WORK REQUIRED ::
The output should be the records themselves, given again exactly.

──────────────────────────────

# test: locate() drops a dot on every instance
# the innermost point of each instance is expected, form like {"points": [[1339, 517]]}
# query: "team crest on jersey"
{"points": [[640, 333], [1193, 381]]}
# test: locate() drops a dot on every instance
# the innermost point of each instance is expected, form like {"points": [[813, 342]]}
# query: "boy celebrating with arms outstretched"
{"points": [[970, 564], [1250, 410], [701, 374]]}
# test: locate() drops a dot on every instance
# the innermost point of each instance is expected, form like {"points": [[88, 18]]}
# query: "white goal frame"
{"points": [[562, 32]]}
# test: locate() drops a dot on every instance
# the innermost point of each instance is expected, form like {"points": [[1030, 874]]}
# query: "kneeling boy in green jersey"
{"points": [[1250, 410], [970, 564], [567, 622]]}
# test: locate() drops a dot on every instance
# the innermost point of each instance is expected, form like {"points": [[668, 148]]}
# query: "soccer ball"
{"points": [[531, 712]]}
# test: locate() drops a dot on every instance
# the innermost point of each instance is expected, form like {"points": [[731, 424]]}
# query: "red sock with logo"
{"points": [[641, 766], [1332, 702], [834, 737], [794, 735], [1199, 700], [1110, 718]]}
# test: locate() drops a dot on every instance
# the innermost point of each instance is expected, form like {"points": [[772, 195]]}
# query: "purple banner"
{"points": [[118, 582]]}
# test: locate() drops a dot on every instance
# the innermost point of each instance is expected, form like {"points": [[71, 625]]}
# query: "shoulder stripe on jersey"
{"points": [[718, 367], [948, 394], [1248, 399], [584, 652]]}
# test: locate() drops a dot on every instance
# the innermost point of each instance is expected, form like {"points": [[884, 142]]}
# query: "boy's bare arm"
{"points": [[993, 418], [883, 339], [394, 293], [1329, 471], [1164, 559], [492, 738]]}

──────────────────────────────

YOUR SOLUTION ::
# test: locate() drops a dot on every instance
# the innermost point of each instance is expected, form like {"points": [[1339, 517]]}
# query: "team crest on jersey"
{"points": [[640, 333], [1193, 381]]}
# test: locate() drops a dot on every instance
# the innermost point of each instance is expected, form like {"points": [[813, 342]]}
# query: "boy celebrating with arms outstretched"
{"points": [[970, 564], [1250, 410], [701, 374]]}
# test: locate() drops a dot on every instance
# the innermost point of each instance is expected, form like {"points": [[88, 18]]}
# query: "white goal frame"
{"points": [[562, 32]]}
# test: locate() drops a dot on every instance
# the innermost point of each instance is expected, form like {"points": [[1030, 874]]}
# query: "kneeling boy in green jersey"
{"points": [[1250, 410], [970, 564], [567, 622]]}
# test: locate() drops a dot on every instance
# the innermost point of each instance is expected, form like {"points": [[668, 148]]}
# query: "soccer ball"
{"points": [[531, 712]]}
# test: locate() drops a dot on every instance
# the innermost point of each instance is expected, form like {"points": [[731, 424]]}
# query: "red sock with logo"
{"points": [[641, 766], [1332, 702], [834, 737], [794, 735], [1199, 700], [1110, 718]]}
# test: locate() drops a dot on every instance
# the innermost point of each instance is expected, form like {"points": [[772, 195]]}
# query: "purple banner"
{"points": [[118, 582]]}
# test: locate() drops a dot on every instance
# the innermost point of each instance is expected, form like {"points": [[71, 625]]}
# query: "shoulder stripe on jersey"
{"points": [[718, 367], [948, 394], [1248, 399], [584, 652]]}
# test: locate() drops a dot on every instance
# the innermost point of each instance is expected, form like {"points": [[884, 142]]}
# query: "boy's bare arm"
{"points": [[993, 418], [883, 339], [394, 293], [1329, 471], [1164, 559], [492, 738]]}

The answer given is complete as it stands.